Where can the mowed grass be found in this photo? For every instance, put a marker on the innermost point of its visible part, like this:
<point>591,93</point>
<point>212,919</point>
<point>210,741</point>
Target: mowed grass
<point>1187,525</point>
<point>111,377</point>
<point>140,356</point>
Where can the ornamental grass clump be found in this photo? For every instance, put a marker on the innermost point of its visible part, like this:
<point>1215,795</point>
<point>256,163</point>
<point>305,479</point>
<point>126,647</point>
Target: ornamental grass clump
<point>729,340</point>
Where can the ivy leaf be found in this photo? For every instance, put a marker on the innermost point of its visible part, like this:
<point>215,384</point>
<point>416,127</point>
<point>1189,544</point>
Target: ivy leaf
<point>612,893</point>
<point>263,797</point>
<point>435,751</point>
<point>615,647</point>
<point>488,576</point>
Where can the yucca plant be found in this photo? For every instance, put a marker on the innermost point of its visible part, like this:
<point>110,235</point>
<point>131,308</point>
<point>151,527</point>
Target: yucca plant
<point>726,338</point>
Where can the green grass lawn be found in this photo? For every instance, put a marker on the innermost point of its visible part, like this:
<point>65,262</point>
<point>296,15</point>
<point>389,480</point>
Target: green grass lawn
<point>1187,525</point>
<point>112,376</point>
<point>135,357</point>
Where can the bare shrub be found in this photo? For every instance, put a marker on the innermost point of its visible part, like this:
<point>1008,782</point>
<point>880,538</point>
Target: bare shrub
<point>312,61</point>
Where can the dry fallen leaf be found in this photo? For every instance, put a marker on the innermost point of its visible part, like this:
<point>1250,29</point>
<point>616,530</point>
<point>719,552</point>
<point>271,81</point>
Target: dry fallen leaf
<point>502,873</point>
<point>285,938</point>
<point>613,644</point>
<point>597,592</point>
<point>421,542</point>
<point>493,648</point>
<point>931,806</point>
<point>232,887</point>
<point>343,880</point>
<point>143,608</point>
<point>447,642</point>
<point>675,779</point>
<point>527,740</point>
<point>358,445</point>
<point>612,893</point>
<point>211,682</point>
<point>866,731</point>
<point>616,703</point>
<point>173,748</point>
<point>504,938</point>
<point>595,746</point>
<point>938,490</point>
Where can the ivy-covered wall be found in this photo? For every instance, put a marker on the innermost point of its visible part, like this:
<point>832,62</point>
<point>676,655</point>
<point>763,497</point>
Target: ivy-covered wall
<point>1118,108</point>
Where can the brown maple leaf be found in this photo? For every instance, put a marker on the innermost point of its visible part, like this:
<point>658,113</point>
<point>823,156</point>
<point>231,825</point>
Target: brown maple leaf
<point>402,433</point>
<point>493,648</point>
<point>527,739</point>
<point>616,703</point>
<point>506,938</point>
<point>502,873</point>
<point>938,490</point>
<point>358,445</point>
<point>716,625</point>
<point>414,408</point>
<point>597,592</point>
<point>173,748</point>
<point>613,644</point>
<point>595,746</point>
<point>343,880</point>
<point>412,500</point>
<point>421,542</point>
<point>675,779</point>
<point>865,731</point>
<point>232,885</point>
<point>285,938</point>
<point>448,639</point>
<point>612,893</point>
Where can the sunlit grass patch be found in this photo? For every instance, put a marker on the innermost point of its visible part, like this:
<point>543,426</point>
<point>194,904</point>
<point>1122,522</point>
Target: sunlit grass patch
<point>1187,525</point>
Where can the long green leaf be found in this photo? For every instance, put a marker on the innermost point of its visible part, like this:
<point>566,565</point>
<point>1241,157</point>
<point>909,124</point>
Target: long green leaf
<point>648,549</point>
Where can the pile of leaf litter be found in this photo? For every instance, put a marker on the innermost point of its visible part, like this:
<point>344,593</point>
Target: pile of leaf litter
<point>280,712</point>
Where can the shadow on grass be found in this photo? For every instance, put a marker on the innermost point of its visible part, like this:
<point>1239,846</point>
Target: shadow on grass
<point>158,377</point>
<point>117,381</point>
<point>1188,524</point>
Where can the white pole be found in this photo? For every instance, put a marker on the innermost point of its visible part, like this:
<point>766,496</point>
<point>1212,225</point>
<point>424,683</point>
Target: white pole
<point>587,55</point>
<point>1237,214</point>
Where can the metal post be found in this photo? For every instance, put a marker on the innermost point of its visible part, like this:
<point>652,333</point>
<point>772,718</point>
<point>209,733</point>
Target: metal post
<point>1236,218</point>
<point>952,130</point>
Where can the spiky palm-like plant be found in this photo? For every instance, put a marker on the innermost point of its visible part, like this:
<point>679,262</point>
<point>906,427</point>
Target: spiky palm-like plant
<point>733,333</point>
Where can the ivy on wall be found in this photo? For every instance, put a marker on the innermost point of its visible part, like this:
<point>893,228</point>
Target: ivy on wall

▶ Problem requirements:
Among the entries above, copy exactly only the lines starting with the one containing "Where can the yucca" and going through the one containing "<point>296,15</point>", both ends included.

▶ Answer to this task:
Where can the yucca plant be found in this photo? For every instance, put a marker on the innermost point of its visible part, like this:
<point>110,235</point>
<point>131,308</point>
<point>151,527</point>
Target: yucca plant
<point>726,338</point>
Where can the green grass lawn be found in this photo? For every instance, put a marker on the innermost point of its visible part, like this:
<point>65,262</point>
<point>296,15</point>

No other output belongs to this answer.